─── Selected excerpt
1st Baron Robert Stephenson Smyth Baden-Powell

 

Robert Stephenson Smyth Baden-Powell, 1st Baron Baden-Powell (22 February 1857 to 8 January 1941), or Sir Robert Baden-Powell was a British Army Lieutenant General (with over 30 years of service and the founder of the modern Scouting movement.  He was also an actor, writer and artist.  He was son of Professor (of natural science) H.G. Baden-Powell (father) and Henrietta Smyth (mother).

 

 

Henrietta was H.G. Baden-Powell’s third wife and mother of seven children.  They raised them and three other children from a previous marriage.  Robert was the fifth child from their marriage.  H.G. Baden-Powell died shortly after their seventh child was born when Robert was only three years old.  In 1869, the family name was changed to Baden-Powell by Henrietta out of respect for her late husband.  It was Henrietta that chose to educate her children in the outdoors.  She did this through long walks in the country where she taught her children about the plants and animals.  Henrietta encouraged her children to make their own fun.  They also read books from their father’s collection on natural history, built boats and sailed them and went on long learning journeys to look after themselves.

 

Roberts education started with a Dame’s School (small private school for young children run by women) in Kennington Square.  Two years later Robert won a scholarship to study at the Charterhouse School in London. In 1972 the school moved to Godalming, where it was surrounded by woodlands known as “the Copse.”  The wilderness was an important part of Baden-Powells childhood, as he did not excel in athletics or academically.  He was mainly interested in the outdoors and theatre. 

 

After not receiving admission to Balliol College in Oxford, where his two older brothers attended, he decided to take an open examination for a commission in the British Army.  He placed second in in Calvary and fourth for infantry out of 700 candidates.  On September 11, 1876, he joined and became a sub-lieutenant in the thirteenth Hussars.  On 6 December 1876 he joined his unit in India.  In two years he earned the rank of captain and in 1884 the regiment returned to England.  This is where he wrote his book called Reconnaissance and Scouting and became noted for his use of observation balloons in warfare in Bechuanaland (now Botswana).  In 1887 his uncle General Henry Smyth, was appointed Governor and commander-in-chief in South Africa.  He asked Robert to be part of his staff in 1889.  In 1893, Baden-Powell was anxious for combat and resigned from his position as military secretary in Malts.  He participated in several non-combatant missions with the Zulu and was promoted in recognition to the rank of brevet-major.  General Sir Henry Smyth was sent to Malta as governor and took his nephew with him again as staff.  In 1895, Baden-Powell was sent to Command the campaign against the Ashanti, whose king had broken treaties with the British.  His success resulted in a promotion to the rank of brevet-lieutenant-colonel at age 39.  Despite success, he was disappointed that he had not yet experienced combat.  He felt that combat experience was key to his own command in Africa.  In 1896, Baden-Powell wrote a book based on his experience with the Ashanti called The Downfall of Prempeh, and in 1889 he wrote his book called Pigsticking or Hog Hunting about boar hunting.  He later served in Rhodesia as chief of staff, where he served as a scout since there was not a corps of scouts present.  This would be the foundation of his book called The Matabele Campaign.  He was then assigned to command the Fifth Dragoon Guards in India.  There he dedicated much of his time to teaching his troops tracking and surveillance techniques.  In 1899, he published the book Aids to Scouting, originally intended for the military.  However this book gained much attention back home among the general public.  That same year the Commander and Chief sent Baden-Powell back to South Africa to deal with a war between the British and the Boers.
──────
Exercise directions
Translate this sentence from the Baden-Powell biography into Spanish: "She did this through long walks in the country where she taught her children about the plants and animals."
─── Entries shown
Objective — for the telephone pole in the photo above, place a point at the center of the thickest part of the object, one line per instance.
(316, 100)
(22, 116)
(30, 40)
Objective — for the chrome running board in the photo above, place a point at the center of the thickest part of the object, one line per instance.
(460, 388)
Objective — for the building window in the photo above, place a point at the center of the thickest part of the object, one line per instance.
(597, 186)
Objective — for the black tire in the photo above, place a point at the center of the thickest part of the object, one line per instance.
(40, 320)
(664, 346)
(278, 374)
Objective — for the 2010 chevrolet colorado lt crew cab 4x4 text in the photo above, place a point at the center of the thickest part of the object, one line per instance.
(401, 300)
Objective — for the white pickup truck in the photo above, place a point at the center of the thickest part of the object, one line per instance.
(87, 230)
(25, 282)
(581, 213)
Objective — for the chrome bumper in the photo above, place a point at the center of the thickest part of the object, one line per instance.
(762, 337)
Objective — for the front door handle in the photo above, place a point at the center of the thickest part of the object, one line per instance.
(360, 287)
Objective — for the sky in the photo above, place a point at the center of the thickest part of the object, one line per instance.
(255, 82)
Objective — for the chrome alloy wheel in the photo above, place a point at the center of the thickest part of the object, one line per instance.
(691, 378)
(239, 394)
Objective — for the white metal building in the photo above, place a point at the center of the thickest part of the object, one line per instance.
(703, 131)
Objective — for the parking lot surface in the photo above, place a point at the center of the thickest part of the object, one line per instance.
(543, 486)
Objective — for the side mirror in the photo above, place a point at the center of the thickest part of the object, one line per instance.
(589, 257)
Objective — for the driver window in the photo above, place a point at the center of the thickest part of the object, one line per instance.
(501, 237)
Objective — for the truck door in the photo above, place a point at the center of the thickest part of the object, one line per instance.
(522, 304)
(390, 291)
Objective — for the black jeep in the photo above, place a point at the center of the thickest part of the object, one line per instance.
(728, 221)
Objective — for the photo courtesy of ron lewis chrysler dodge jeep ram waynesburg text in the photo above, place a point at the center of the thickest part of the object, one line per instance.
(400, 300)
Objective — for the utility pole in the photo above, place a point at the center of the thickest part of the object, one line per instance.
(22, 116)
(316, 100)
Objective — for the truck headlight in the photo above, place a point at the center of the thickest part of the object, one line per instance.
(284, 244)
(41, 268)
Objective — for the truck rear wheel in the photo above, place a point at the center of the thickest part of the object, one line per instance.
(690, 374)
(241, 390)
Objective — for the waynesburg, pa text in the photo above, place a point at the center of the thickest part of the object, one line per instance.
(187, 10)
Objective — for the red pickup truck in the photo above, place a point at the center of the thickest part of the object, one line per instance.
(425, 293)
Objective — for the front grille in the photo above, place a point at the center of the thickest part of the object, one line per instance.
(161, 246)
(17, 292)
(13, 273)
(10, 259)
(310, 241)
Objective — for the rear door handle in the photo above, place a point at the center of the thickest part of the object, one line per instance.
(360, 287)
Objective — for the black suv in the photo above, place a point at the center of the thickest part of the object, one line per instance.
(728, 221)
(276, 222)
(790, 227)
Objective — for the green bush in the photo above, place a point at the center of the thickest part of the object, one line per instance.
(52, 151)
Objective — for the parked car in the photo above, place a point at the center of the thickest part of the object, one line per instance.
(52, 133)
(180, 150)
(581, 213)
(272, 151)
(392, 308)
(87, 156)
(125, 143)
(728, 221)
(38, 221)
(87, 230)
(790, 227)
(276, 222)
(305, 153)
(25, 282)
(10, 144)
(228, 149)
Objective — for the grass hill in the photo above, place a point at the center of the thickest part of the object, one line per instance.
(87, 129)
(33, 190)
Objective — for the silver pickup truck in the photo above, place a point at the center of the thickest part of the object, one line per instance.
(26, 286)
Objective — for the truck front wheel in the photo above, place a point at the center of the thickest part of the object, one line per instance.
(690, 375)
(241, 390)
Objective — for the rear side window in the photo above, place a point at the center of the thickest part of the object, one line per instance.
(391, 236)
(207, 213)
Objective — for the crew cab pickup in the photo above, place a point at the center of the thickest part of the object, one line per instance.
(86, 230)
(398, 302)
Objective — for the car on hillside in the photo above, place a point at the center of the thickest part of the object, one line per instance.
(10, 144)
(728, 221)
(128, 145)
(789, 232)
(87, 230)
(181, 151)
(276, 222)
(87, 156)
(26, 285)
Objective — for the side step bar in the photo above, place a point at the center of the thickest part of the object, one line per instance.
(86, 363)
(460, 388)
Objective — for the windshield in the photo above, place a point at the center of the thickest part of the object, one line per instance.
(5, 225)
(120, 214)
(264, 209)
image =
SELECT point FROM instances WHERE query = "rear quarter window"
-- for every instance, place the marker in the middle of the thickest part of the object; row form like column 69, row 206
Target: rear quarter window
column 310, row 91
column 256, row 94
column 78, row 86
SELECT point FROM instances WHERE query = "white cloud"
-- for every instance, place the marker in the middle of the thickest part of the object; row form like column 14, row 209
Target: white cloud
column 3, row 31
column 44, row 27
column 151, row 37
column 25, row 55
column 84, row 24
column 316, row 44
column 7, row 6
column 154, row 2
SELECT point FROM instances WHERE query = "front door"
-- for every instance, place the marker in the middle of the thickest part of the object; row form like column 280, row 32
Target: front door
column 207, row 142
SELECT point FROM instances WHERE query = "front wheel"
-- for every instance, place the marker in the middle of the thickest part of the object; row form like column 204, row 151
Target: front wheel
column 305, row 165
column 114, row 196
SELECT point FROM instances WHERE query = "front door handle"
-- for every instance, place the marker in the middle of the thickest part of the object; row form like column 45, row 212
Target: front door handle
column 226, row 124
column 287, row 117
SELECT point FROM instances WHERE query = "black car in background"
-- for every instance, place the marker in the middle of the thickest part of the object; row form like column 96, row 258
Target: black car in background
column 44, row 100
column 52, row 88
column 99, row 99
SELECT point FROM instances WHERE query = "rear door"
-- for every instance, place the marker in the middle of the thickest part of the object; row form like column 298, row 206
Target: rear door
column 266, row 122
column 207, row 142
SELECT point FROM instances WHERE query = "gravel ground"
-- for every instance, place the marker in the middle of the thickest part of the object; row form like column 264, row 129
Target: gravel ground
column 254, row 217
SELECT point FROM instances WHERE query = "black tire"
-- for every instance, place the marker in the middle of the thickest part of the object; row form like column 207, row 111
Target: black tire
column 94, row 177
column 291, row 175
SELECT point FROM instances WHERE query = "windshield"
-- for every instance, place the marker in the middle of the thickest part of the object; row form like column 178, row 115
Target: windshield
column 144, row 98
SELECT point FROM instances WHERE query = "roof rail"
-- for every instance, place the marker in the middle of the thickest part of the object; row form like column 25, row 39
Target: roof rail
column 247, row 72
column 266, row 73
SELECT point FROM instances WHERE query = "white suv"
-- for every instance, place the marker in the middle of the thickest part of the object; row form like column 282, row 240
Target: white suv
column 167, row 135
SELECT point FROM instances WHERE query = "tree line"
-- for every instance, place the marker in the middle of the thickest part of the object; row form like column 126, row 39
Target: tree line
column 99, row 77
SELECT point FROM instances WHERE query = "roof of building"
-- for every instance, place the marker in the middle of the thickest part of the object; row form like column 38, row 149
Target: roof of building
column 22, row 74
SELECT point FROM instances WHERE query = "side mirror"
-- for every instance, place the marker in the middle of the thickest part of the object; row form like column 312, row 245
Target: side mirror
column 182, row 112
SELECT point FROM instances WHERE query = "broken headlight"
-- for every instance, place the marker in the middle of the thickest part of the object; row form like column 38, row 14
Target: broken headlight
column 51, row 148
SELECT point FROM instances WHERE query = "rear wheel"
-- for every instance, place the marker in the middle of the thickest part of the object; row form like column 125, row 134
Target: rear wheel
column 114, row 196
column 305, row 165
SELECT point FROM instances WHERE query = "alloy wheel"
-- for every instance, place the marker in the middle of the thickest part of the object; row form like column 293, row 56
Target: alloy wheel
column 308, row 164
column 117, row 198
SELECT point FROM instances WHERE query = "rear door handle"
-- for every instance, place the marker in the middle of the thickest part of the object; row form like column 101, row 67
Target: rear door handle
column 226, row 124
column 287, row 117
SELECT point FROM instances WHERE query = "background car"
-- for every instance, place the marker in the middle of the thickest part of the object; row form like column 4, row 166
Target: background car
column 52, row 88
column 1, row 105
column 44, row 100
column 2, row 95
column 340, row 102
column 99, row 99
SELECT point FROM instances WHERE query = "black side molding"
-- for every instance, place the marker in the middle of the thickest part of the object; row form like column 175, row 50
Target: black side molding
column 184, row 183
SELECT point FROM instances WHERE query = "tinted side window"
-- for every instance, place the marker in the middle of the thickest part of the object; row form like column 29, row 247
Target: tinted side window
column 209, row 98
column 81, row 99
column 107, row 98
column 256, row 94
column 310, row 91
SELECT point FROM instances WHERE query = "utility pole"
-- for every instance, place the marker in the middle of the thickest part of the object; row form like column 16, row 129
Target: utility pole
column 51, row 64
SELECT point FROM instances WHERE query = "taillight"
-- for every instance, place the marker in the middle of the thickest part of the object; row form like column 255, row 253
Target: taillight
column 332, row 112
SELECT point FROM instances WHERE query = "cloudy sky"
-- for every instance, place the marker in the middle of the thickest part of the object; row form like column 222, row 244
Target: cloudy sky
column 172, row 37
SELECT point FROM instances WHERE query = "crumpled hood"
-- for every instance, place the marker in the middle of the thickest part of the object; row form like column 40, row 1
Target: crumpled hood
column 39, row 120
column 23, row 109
──────
Response
Lo hizo mediante largas caminatas por el campo, donde les enseñaba a sus hijos sobre las plantas y los animales.